+++ RECORDS

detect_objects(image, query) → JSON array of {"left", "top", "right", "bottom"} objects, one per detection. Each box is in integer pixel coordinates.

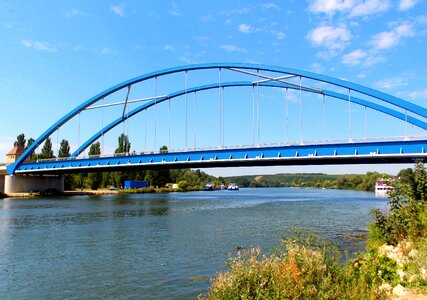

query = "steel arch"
[
  {"left": 71, "top": 81, "right": 427, "bottom": 158},
  {"left": 8, "top": 63, "right": 427, "bottom": 174}
]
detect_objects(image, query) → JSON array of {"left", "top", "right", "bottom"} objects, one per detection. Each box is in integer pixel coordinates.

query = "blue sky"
[{"left": 1, "top": 0, "right": 427, "bottom": 176}]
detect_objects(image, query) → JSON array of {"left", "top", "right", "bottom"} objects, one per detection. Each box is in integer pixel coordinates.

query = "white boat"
[
  {"left": 375, "top": 179, "right": 393, "bottom": 197},
  {"left": 227, "top": 183, "right": 239, "bottom": 191}
]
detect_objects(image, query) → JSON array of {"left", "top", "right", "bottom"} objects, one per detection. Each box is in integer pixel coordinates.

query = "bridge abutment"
[{"left": 4, "top": 175, "right": 64, "bottom": 195}]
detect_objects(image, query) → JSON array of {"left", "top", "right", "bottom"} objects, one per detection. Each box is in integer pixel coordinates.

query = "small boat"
[
  {"left": 204, "top": 183, "right": 214, "bottom": 191},
  {"left": 227, "top": 183, "right": 239, "bottom": 191}
]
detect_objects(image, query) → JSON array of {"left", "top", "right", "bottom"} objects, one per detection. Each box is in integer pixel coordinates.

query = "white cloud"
[
  {"left": 349, "top": 0, "right": 390, "bottom": 17},
  {"left": 65, "top": 9, "right": 87, "bottom": 18},
  {"left": 220, "top": 44, "right": 248, "bottom": 52},
  {"left": 399, "top": 0, "right": 418, "bottom": 11},
  {"left": 22, "top": 40, "right": 57, "bottom": 52},
  {"left": 306, "top": 25, "right": 352, "bottom": 50},
  {"left": 308, "top": 0, "right": 390, "bottom": 17},
  {"left": 238, "top": 23, "right": 253, "bottom": 33},
  {"left": 225, "top": 18, "right": 232, "bottom": 25},
  {"left": 308, "top": 0, "right": 353, "bottom": 15},
  {"left": 168, "top": 2, "right": 182, "bottom": 17},
  {"left": 374, "top": 76, "right": 409, "bottom": 90},
  {"left": 371, "top": 22, "right": 415, "bottom": 50},
  {"left": 407, "top": 89, "right": 427, "bottom": 99},
  {"left": 310, "top": 62, "right": 324, "bottom": 73},
  {"left": 164, "top": 45, "right": 174, "bottom": 51},
  {"left": 274, "top": 31, "right": 285, "bottom": 39},
  {"left": 262, "top": 2, "right": 280, "bottom": 9},
  {"left": 101, "top": 47, "right": 112, "bottom": 54},
  {"left": 200, "top": 15, "right": 214, "bottom": 22},
  {"left": 73, "top": 45, "right": 84, "bottom": 52},
  {"left": 110, "top": 5, "right": 124, "bottom": 17},
  {"left": 342, "top": 49, "right": 367, "bottom": 65},
  {"left": 363, "top": 54, "right": 385, "bottom": 66}
]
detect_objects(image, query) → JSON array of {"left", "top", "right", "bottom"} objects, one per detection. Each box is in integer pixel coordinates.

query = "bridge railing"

++++++

• _WHAT YOU WILL DO_: What you return must match the entries above exactly, apart from the pictures, which are left out.

• _YOUR RESPONSE_:
detect_objects(image, query) → JSON array of {"left", "top", "right", "bottom"} objects, one per detection. Each box is in integer pixel coordinates.


query = "steel arch"
[
  {"left": 71, "top": 81, "right": 427, "bottom": 158},
  {"left": 8, "top": 63, "right": 427, "bottom": 174}
]
detect_objects(image, query) → JSON array of {"left", "top", "right", "bottom"} objects, one per detection. Each box is in integer pixel coordinates.

query = "blue sky"
[{"left": 1, "top": 0, "right": 427, "bottom": 176}]
detect_objects(image, query) → JSON array of {"left", "top", "right", "bottom"} objects, one per detection. Each box is in integer pixel coordinates.

query = "white boat"
[
  {"left": 375, "top": 179, "right": 393, "bottom": 197},
  {"left": 227, "top": 183, "right": 239, "bottom": 191}
]
detect_objects(image, query) → JSON array of {"left", "top", "right", "bottom"} objects, one per detection. Each box is in integer pixel coordinates.

query = "bridge abutment"
[{"left": 4, "top": 175, "right": 64, "bottom": 195}]
detect_objects(image, query) → JSON array of {"left", "top", "right", "bottom"} objects, one per detection. Each box is in integer pixel coordinates.

query = "small boat"
[
  {"left": 204, "top": 183, "right": 214, "bottom": 191},
  {"left": 227, "top": 183, "right": 239, "bottom": 191}
]
detect_objects(image, query) → JSON array of {"left", "top", "right", "bottom"} objects, one per detection. Each box is in integer pixel coordinates.

query = "white cloud"
[
  {"left": 349, "top": 0, "right": 390, "bottom": 17},
  {"left": 65, "top": 9, "right": 87, "bottom": 18},
  {"left": 220, "top": 44, "right": 248, "bottom": 52},
  {"left": 399, "top": 0, "right": 418, "bottom": 11},
  {"left": 22, "top": 40, "right": 57, "bottom": 52},
  {"left": 306, "top": 25, "right": 352, "bottom": 50},
  {"left": 308, "top": 0, "right": 390, "bottom": 17},
  {"left": 238, "top": 23, "right": 253, "bottom": 33},
  {"left": 225, "top": 18, "right": 232, "bottom": 25},
  {"left": 308, "top": 0, "right": 353, "bottom": 15},
  {"left": 168, "top": 2, "right": 182, "bottom": 17},
  {"left": 374, "top": 76, "right": 409, "bottom": 90},
  {"left": 371, "top": 22, "right": 415, "bottom": 50},
  {"left": 407, "top": 89, "right": 427, "bottom": 99},
  {"left": 310, "top": 62, "right": 324, "bottom": 73},
  {"left": 164, "top": 45, "right": 174, "bottom": 51},
  {"left": 274, "top": 31, "right": 285, "bottom": 39},
  {"left": 262, "top": 2, "right": 280, "bottom": 9},
  {"left": 101, "top": 47, "right": 112, "bottom": 54},
  {"left": 200, "top": 15, "right": 214, "bottom": 22},
  {"left": 73, "top": 45, "right": 84, "bottom": 52},
  {"left": 110, "top": 5, "right": 124, "bottom": 17},
  {"left": 342, "top": 49, "right": 367, "bottom": 65},
  {"left": 363, "top": 54, "right": 385, "bottom": 66}
]
detect_objects(image, query) → JSON array of {"left", "top", "right", "bottom"} objects, one per detection. Each box is in integer pixel coordinates.

query = "bridge railing"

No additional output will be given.